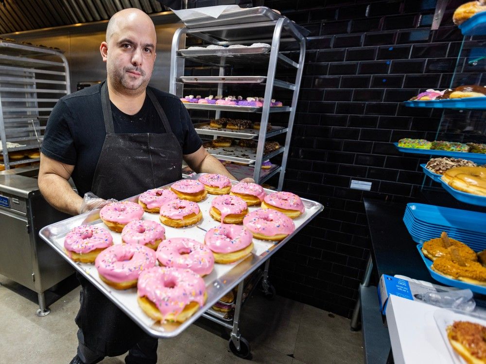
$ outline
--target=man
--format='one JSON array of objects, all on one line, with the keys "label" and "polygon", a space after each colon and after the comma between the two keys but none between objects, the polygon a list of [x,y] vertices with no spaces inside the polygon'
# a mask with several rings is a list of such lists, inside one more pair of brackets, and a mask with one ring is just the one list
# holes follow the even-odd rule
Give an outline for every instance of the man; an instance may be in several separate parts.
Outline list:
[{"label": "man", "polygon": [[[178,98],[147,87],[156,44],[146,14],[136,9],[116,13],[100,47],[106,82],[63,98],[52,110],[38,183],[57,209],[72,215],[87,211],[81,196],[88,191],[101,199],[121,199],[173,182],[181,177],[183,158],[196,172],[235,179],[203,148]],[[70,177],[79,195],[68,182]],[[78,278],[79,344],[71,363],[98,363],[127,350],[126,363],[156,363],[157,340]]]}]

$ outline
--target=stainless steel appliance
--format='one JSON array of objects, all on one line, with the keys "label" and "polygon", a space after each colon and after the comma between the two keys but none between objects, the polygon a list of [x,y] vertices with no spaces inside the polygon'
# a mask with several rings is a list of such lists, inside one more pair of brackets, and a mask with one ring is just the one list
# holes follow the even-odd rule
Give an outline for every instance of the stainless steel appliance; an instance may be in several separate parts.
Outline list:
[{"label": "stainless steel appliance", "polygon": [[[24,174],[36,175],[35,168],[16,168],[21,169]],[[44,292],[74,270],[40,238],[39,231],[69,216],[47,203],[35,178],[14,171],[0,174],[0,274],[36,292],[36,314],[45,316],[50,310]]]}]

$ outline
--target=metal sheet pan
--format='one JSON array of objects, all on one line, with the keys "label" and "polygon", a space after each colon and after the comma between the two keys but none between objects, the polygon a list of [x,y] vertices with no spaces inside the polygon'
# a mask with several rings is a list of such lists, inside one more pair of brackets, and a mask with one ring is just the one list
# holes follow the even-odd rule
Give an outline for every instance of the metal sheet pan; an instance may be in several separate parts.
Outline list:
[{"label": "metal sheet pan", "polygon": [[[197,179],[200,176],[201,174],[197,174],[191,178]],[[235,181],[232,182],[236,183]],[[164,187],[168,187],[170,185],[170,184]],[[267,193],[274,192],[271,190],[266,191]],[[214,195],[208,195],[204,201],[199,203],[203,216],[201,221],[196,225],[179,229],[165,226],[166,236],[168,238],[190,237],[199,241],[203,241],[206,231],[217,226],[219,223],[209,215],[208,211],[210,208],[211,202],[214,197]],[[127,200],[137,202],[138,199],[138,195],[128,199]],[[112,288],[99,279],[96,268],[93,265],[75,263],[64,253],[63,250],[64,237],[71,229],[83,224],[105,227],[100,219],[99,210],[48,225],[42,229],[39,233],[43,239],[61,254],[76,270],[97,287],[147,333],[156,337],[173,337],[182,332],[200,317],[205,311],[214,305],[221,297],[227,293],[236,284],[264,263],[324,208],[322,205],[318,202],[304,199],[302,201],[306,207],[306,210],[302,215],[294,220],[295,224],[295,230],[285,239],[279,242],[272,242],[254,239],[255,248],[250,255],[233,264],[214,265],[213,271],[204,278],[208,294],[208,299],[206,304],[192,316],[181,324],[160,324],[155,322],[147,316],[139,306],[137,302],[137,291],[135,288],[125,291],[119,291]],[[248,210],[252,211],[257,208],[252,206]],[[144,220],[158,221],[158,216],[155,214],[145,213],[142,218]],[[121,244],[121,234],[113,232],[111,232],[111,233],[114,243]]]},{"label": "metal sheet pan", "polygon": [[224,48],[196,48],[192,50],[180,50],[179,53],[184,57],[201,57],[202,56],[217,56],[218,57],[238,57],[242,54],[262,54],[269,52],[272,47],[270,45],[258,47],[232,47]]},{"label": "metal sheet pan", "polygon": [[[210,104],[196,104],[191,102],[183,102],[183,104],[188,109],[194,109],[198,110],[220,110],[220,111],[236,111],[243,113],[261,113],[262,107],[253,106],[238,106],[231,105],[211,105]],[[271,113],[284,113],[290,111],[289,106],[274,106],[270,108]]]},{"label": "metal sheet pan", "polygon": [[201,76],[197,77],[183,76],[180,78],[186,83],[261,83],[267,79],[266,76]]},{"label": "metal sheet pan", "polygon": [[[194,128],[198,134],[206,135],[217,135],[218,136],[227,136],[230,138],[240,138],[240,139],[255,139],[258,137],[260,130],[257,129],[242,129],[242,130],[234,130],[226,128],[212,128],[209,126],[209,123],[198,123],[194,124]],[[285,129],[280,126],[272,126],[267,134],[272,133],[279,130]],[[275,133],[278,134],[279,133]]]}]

**Task to carry out:**
Omit each picture, then return all of the listing exactly as it stands.

**Solution for this task:**
$ outline
--target=man
--format='one JSON array of objects, all on one line, with the keys "label" and "polygon", a space after each colon and after the comma between the two keys but none between objects, the polygon a list of [x,y] vertices with no spaces inside the polygon'
# a mask with several rings is a list of such lists, inside one more pair of brackets, and a mask with one ring is just the one list
# holes follow the even-odd rule
Give an outline for every instance of the man; an instance may be in several separate parts.
Outline list:
[{"label": "man", "polygon": [[[178,98],[147,87],[156,44],[146,14],[136,9],[116,13],[100,47],[106,82],[63,98],[52,110],[38,183],[57,209],[72,215],[87,211],[81,196],[88,191],[101,199],[121,199],[173,182],[181,177],[183,158],[196,172],[235,179],[203,148]],[[70,177],[79,195],[68,182]],[[78,278],[79,344],[71,363],[98,363],[127,350],[126,363],[156,363],[157,340]]]}]

$ outline
--target=stainless steel appliance
--format='one JSON array of objects, all on one line, with the keys "label" and "polygon", a space after each colon and after the comma between the two keys but none between objects, the polygon a list of [x,y] vertices with no spaces inside the polygon'
# a mask with several rings is a list of such lists, inside one more pair of brackets, and a mask with one ring is just the one list
# holes follow the even-odd rule
Give an outline for every instance of the stainless steel appliance; an instance may be in several separate parts.
Outline list:
[{"label": "stainless steel appliance", "polygon": [[[24,174],[36,175],[35,168],[16,168],[21,169]],[[44,292],[74,270],[40,238],[39,231],[69,216],[47,203],[35,178],[14,171],[0,174],[0,274],[36,292],[36,314],[45,316],[50,310]]]}]

$ outline
--target=metal sheet pan
--format='one JSON array of objects, all on one line, with the keys "label" and "polygon", a space after each colon and after the comma between the two keys but none between objects, the polygon a list of [x,y] vertices with no spaces inside the polygon'
# a mask with several rings is a list of such lists, inside one more pair of brackets, and a mask with one ring is just the one list
# holes follow the even-odd rule
Give an outline for every instance of the metal sheet pan; an instance may be in several separate parts.
Outline list:
[{"label": "metal sheet pan", "polygon": [[[197,179],[200,176],[201,174],[197,174],[191,178]],[[235,181],[232,182],[236,183]],[[164,187],[168,187],[170,185],[170,184]],[[267,193],[274,192],[271,190],[266,191]],[[214,195],[208,195],[204,201],[199,203],[203,216],[201,221],[196,225],[179,229],[165,226],[166,236],[168,238],[190,237],[199,241],[203,241],[206,231],[217,226],[219,223],[209,215],[208,211],[210,208],[211,202],[214,197]],[[127,200],[137,202],[138,199],[138,195],[128,199]],[[112,288],[99,279],[96,268],[93,265],[75,263],[64,253],[63,250],[64,237],[71,229],[83,224],[105,227],[100,219],[99,210],[48,225],[42,229],[39,233],[43,239],[61,254],[76,270],[97,287],[147,333],[156,337],[173,337],[182,332],[200,317],[205,311],[214,305],[221,297],[227,293],[236,284],[264,263],[324,208],[322,205],[318,202],[304,199],[302,201],[306,207],[306,210],[302,215],[294,220],[295,224],[295,230],[285,239],[279,242],[272,242],[254,239],[255,248],[250,255],[233,264],[214,265],[213,271],[204,278],[208,294],[208,299],[206,304],[192,316],[181,324],[160,324],[155,322],[147,316],[139,306],[137,302],[137,291],[135,288],[125,291],[119,291]],[[248,210],[252,211],[257,208],[252,206]],[[144,220],[158,221],[158,216],[155,214],[145,213],[142,218]],[[121,244],[121,234],[113,232],[111,232],[111,233],[114,243]]]},{"label": "metal sheet pan", "polygon": [[224,48],[196,48],[192,50],[180,50],[179,53],[184,57],[201,57],[202,56],[217,56],[218,57],[238,57],[242,54],[262,54],[269,52],[272,47],[270,45],[258,47],[232,47]]},{"label": "metal sheet pan", "polygon": [[[210,104],[196,104],[191,102],[183,102],[183,104],[188,109],[194,109],[198,110],[220,110],[220,111],[236,111],[243,113],[261,113],[262,107],[253,106],[238,106],[231,105],[211,105]],[[271,113],[284,113],[290,111],[289,106],[274,106],[270,108]]]},{"label": "metal sheet pan", "polygon": [[201,76],[197,77],[183,76],[180,78],[186,83],[261,83],[267,79],[266,76]]},{"label": "metal sheet pan", "polygon": [[[194,128],[198,134],[206,135],[217,135],[218,136],[227,136],[230,138],[240,138],[240,139],[255,139],[258,137],[260,130],[257,129],[242,129],[242,130],[234,130],[226,128],[212,128],[209,126],[209,123],[198,123],[194,124]],[[285,129],[280,126],[272,126],[267,134],[272,133],[279,130]],[[275,133],[278,134],[279,133]]]}]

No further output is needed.